:: To-do list ::
A. Name every war that the comment thread on the Star Wars countdown post gives as an example of a conflict started over trade.
B. Answer these from the comment thread on the Star Wars countdown post:
(i) In the first comment, what does the writer say to get on sticks?
(ii) Which two numbered points did the second commenter find especially irritating?
(iii) Where can a Bristol 188 be seen, according to the second comment?
C. Carry the comment thread on the Star Wars countdown post forward from its last sentence.

:: Given passage ::
Writer, Poet, Daydreamer

17 thoughts on “Star Wars countdown… The Phantom Menace”

  1. I am laughing as though people cannot hear me. Tears of happiness as I wrap your 5 year in my heart. Get your marshmallows on your sticks!!! Enjoy those movie nights, for I believe that one day, in a galaxy far, far away, your adult son, as he will then be, will share moments of such similarity, our marshmallow smiles will be all our hearts need to be warm! <3

  2. Yeah, so I did tell you I kinda like it. And then you list all the shocking things wrong with it and, as I haven’t watched it for a few years, I guess I have overlooked a lot of the annoyances. I tend to agree with all of your points except… the first one.
    I LIKE the fact that a crisis (and eventually a war) is engineered by Palpatine by using trade/taxation as an excuse. This is, without doubt, one of the most common reasons wars start (after religion and politics): the Trojan War (the real one, not the Paris kidnaps Helen story – the ancient city of Troy controlled access to the Dardanelles); Anglo-Dutch wars of the 17th century; the American War of Independence; the Seven Years War (as Britain & France fought for access for and protection of their overseas trade routes and colonies, considered to be the first global war); the Opiate Wars with China. India was effectively conquered by a company, not a country. Funny how Britain, as the first mercantile maritime nation of the modern age, seems to have been involved in so many of these.
    Anyway, the point is that in the original films the Empire fights for power, the Rebels fight for freedom. All very nice and simplistic. The cause of the crisis is one of the few bits of Episodes 1-3 that isn’t cartoony and simple. And it shows a proper conspiracy in action, played out slowly over three films. And in the end it is the trade dispute that is the Phantom Menace, not Palpatine.
    But all the rest of your points, absolutely. Especially 2 & 9. They really did my nut in. And I would also like to replace your number 1 with: “Not another sodding Princess”. What’s the likelihood an advanced star-faring civilisation would come up with such a weird monarchistic system of government & diplomacy?
    And while I’m suggesting things, amongst the things that were good that you haven’t mentioned: the fantastic chromed Naboo Royal Starship ( http://starwars.wikia.com/wiki/J-type_327_Nubian_royal_starship ) which may well have been influenced by real 1950s prototype jets such as the Bristol 188 ( https://en.wikipedia.org/wiki/Bristol_188 – there’s a gorgeous one at the RAF Museum at Cosford).

:: Records ::
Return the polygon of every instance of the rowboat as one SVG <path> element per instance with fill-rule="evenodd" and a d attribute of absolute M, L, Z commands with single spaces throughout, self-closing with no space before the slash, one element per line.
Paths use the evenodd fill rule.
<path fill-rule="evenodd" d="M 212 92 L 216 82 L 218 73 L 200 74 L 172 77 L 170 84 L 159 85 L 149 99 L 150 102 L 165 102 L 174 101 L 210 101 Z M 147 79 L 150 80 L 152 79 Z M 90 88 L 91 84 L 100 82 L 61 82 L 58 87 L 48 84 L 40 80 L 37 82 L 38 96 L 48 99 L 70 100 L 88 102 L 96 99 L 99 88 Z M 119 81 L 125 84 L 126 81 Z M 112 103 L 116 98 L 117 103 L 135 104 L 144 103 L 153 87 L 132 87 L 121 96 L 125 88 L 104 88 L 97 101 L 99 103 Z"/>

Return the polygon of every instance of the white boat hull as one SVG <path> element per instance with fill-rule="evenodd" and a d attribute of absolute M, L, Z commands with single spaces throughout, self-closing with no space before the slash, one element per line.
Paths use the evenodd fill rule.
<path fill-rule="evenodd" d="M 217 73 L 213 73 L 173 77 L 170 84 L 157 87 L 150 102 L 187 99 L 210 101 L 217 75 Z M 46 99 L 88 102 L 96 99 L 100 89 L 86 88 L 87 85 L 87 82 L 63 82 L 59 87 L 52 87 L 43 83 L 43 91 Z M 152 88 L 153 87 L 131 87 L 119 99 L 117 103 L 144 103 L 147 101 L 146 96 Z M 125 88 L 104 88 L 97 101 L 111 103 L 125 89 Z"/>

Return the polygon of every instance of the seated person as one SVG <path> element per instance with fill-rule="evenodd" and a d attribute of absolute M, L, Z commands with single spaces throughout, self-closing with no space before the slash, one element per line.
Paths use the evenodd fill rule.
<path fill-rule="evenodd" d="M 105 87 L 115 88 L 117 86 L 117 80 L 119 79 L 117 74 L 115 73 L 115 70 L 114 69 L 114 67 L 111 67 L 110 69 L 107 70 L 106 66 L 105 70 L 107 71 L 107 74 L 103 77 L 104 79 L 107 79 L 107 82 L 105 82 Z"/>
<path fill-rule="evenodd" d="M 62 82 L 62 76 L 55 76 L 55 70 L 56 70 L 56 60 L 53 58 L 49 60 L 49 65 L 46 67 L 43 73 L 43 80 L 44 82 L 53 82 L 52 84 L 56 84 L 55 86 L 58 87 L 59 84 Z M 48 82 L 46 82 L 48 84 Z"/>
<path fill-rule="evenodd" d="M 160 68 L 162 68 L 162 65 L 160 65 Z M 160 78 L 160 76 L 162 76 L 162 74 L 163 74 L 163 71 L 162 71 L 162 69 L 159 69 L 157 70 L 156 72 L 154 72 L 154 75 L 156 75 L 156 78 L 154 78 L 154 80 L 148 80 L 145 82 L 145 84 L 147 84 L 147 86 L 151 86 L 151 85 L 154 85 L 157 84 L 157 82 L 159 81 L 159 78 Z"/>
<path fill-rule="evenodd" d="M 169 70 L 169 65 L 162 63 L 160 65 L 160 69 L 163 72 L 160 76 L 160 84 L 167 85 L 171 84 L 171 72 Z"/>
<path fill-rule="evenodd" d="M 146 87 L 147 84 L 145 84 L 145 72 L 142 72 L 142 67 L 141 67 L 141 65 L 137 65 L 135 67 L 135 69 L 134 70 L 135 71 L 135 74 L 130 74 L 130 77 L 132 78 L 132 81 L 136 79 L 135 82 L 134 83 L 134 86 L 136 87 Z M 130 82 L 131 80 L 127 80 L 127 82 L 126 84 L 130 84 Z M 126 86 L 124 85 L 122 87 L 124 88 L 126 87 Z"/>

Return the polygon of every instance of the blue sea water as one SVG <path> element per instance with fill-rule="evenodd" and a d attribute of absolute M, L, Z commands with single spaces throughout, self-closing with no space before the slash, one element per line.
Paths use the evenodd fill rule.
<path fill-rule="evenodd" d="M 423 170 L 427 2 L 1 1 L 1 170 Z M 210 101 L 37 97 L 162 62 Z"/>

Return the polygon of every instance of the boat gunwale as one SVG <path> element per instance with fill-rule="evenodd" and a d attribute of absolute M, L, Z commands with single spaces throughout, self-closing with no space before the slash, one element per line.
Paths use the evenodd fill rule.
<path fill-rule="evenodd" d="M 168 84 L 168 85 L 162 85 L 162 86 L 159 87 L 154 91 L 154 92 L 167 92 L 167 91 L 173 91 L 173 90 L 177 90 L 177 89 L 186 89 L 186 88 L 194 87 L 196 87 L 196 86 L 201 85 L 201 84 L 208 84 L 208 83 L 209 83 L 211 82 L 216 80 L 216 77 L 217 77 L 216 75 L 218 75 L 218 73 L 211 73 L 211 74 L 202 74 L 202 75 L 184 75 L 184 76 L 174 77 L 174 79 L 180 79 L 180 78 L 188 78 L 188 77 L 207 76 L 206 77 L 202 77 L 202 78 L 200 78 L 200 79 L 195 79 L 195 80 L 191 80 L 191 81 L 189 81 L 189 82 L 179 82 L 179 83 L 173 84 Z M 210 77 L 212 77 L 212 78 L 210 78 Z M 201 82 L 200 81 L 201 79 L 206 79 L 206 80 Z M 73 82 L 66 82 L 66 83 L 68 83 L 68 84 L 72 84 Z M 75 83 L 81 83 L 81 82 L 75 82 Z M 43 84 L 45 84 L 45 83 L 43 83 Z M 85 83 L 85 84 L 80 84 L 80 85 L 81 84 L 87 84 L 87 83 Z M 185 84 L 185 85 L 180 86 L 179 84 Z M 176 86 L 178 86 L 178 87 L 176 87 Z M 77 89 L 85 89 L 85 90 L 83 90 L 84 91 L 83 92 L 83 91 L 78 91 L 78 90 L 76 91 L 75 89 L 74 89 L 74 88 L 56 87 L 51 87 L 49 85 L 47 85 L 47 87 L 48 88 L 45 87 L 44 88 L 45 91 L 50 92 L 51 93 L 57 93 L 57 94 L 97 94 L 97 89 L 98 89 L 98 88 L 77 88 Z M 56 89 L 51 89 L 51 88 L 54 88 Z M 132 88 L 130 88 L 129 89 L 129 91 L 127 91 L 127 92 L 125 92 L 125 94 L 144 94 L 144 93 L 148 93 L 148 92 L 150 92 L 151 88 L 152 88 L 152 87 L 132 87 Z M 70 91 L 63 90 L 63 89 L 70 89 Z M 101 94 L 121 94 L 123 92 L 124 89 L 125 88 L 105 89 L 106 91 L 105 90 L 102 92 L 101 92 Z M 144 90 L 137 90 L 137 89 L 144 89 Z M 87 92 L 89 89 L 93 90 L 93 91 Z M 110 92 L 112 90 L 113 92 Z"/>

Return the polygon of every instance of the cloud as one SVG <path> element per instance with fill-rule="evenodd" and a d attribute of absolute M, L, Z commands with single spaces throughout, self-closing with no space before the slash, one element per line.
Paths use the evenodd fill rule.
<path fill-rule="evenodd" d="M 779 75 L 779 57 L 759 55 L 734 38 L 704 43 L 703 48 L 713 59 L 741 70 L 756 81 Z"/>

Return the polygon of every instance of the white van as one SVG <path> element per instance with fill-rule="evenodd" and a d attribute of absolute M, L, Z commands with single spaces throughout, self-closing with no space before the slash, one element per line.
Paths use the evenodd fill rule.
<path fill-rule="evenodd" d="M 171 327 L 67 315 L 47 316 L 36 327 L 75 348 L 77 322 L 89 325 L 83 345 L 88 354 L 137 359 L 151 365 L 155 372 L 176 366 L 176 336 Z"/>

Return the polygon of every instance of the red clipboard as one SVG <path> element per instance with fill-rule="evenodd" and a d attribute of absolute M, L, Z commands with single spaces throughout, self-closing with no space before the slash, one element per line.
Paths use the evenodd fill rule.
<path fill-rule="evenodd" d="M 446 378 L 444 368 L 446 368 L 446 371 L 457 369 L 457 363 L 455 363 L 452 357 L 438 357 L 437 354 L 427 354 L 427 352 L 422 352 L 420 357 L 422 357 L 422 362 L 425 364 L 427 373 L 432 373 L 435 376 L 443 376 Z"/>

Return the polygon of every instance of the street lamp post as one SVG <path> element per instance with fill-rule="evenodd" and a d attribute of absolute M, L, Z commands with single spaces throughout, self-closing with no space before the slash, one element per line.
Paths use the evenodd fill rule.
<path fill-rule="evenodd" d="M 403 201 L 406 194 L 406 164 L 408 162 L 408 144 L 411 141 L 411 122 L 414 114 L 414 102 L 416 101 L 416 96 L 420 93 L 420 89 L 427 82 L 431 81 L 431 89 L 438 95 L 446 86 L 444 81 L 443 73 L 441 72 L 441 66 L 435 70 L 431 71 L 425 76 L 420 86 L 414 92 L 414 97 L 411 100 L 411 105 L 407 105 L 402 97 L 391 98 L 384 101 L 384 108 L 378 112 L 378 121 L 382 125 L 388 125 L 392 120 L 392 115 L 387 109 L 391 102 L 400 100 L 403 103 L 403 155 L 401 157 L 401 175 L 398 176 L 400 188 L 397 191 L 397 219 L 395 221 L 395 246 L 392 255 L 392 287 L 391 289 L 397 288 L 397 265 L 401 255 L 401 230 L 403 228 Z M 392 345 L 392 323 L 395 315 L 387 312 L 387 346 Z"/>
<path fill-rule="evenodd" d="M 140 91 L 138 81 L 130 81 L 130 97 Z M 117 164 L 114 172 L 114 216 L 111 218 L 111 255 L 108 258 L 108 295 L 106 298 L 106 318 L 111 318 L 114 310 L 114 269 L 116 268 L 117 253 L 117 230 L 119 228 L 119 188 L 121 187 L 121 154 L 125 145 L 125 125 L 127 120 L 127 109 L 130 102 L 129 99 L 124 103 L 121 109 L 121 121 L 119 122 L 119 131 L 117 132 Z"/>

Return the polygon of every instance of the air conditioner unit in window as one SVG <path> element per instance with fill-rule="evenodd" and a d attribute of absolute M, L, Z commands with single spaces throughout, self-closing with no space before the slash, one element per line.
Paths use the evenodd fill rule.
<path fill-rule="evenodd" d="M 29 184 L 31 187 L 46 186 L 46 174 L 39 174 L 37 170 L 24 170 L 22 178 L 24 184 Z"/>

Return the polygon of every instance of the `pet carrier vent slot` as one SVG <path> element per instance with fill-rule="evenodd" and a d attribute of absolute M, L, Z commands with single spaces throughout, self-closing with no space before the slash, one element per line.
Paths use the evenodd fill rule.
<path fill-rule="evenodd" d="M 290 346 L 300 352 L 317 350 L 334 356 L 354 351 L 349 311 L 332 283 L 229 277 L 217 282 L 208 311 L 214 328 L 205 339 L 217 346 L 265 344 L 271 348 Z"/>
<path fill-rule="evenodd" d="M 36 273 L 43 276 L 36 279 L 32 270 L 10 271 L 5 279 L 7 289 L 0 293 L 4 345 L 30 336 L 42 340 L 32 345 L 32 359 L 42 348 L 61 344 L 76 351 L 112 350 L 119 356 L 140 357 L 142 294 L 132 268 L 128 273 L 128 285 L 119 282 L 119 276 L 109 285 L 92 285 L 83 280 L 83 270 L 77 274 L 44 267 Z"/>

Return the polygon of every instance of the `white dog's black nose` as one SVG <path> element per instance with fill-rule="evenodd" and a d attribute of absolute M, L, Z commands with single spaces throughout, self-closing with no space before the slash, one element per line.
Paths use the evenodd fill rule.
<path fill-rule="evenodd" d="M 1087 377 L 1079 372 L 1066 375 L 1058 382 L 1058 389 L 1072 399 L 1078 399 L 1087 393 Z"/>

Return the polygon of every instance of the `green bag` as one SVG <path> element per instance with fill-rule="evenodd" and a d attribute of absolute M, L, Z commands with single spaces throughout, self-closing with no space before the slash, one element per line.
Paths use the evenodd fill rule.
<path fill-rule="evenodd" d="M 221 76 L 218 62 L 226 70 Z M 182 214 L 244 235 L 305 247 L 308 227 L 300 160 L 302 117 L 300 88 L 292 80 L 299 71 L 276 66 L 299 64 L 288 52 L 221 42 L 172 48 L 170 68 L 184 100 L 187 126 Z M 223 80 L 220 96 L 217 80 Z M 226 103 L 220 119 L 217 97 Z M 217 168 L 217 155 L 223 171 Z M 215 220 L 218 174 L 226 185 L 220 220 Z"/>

:: Expected outputs ::
A.
- The Trojan War
- The Anglo-Dutch wars of the 17th century
- The American War of Independence
- The Seven Years War
- The Opiate Wars with China

B.
(i) Marshmallows
(ii) Points 2 and 9
(iii) At the RAF Museum at Cosford

C.
    1. That’s a good point re trade disputes, and in the hands of a competent screenwriter it could probably have formed a strong “realistic” backdrop to the political machinations… But it was as clunky as the dialogue, for me.

      One thing they did get extremely lucky with was in the casting of a young Iain McDiarmid as Palpatine back in Return of the Jedi. For an actor of his quality (leaving aside a little bit of hissy hamminess when he goes full bad) to be able to play Palpatine in the ascendant in the prequels gave it a gravitas mostly lacking elsewhere.

      Re the princess thing – the title seems to be used differently in this universe to our experience. It does not seem to equal born into hereditary monarchy, if that’s any consolation. It’s more a tilt at older films and the constant “princess in peril” scenarios.

      As for the Naboo ships… They don’t do it for me. Beautiful design, granted, but they “feel” as fake and CG as 90% of the film. Abrams return to practical effects is very welcome!

      Ee I can’t wait…

      1. Heh, “scripts as clunky as the dialogue”…
        Having just watched ‘A New Hope’ with youngest daughter (16) I was very aware of how clunky and cheesey a lot of the dialogue was. And this is where we, as 40-somethings, have to hold our hands up and accept that episodes 1-3 faced an almost impossible task. When I watched Star Wars in 1977, aged 9, it was AWESOME! The best thing, EVER! Those films became precious and perfect (even if there were bits we didn’t like so much, but no-one mentioned them). We evaluated those films with the eyes and minds of kids.
        And when episodes 1-3 came out, we evaluated them as adults. And we mention EVERYTHING we don’t like about them – the childhood wonder has gone.
        Interestingly, a mate at work showed the films to his 10 year old lad who loved 1-3 but couldn’t even get halfway through episode 4 before wandering off! Which makes me think that, as with music, each generation will think that “Star Wars was better in my day”.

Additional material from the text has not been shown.